Required task: Copy the following lines word for word, leaving out the pictures.

[start of Source material]

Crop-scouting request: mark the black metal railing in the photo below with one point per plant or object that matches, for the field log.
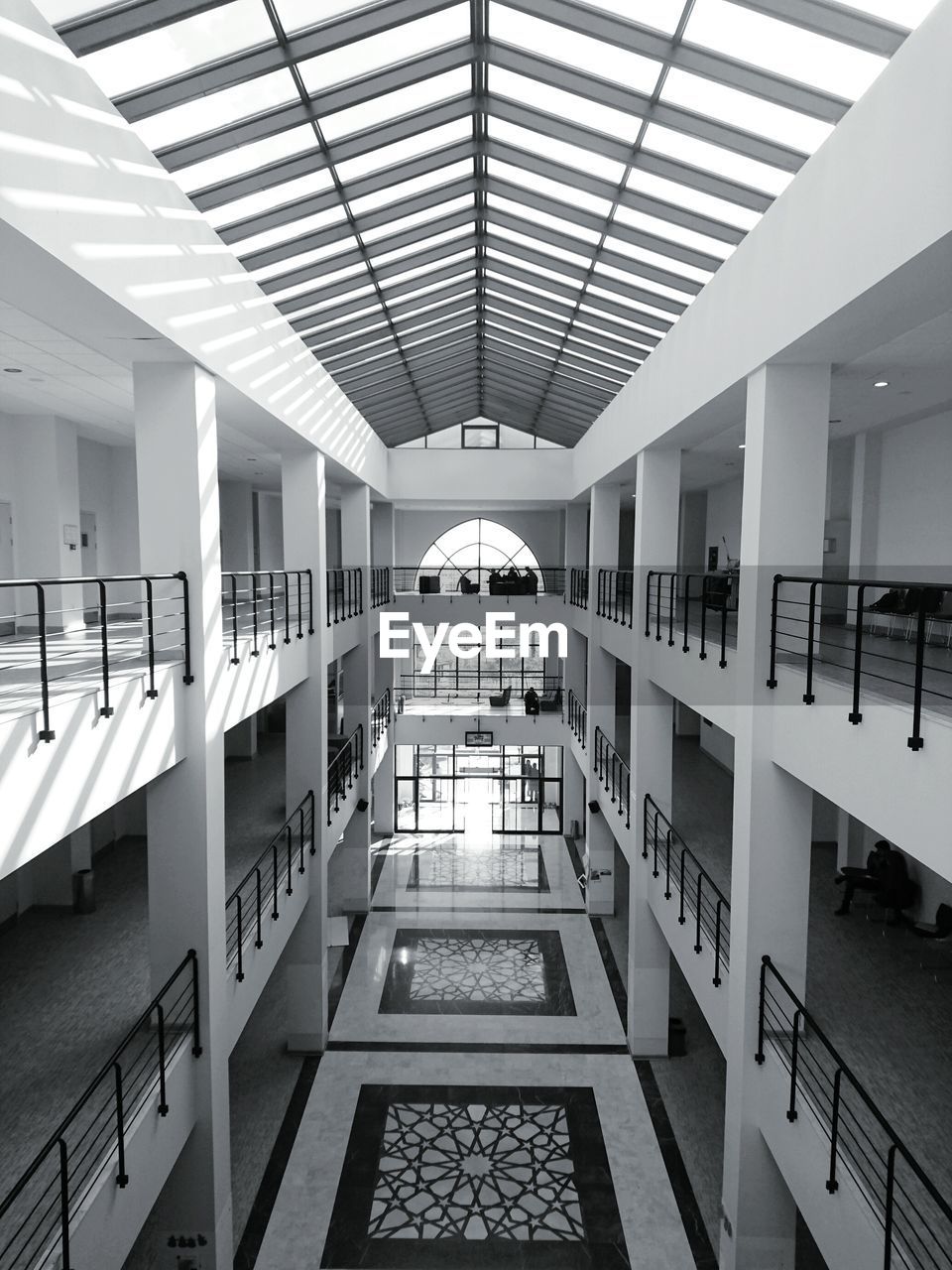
(380, 719)
(698, 603)
(474, 580)
(912, 670)
(451, 681)
(914, 1215)
(699, 898)
(616, 595)
(266, 606)
(255, 901)
(613, 774)
(99, 629)
(344, 594)
(343, 771)
(579, 587)
(381, 590)
(578, 717)
(37, 1215)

[end of Source material]

Problem solution:
Crop-scouting request: mark the black metal railing in the photo below with one point per plant or object that matches, for the field log.
(380, 719)
(698, 603)
(474, 580)
(912, 670)
(451, 681)
(914, 1215)
(699, 898)
(616, 595)
(266, 606)
(255, 901)
(613, 774)
(99, 629)
(344, 594)
(343, 771)
(579, 587)
(381, 590)
(578, 717)
(37, 1215)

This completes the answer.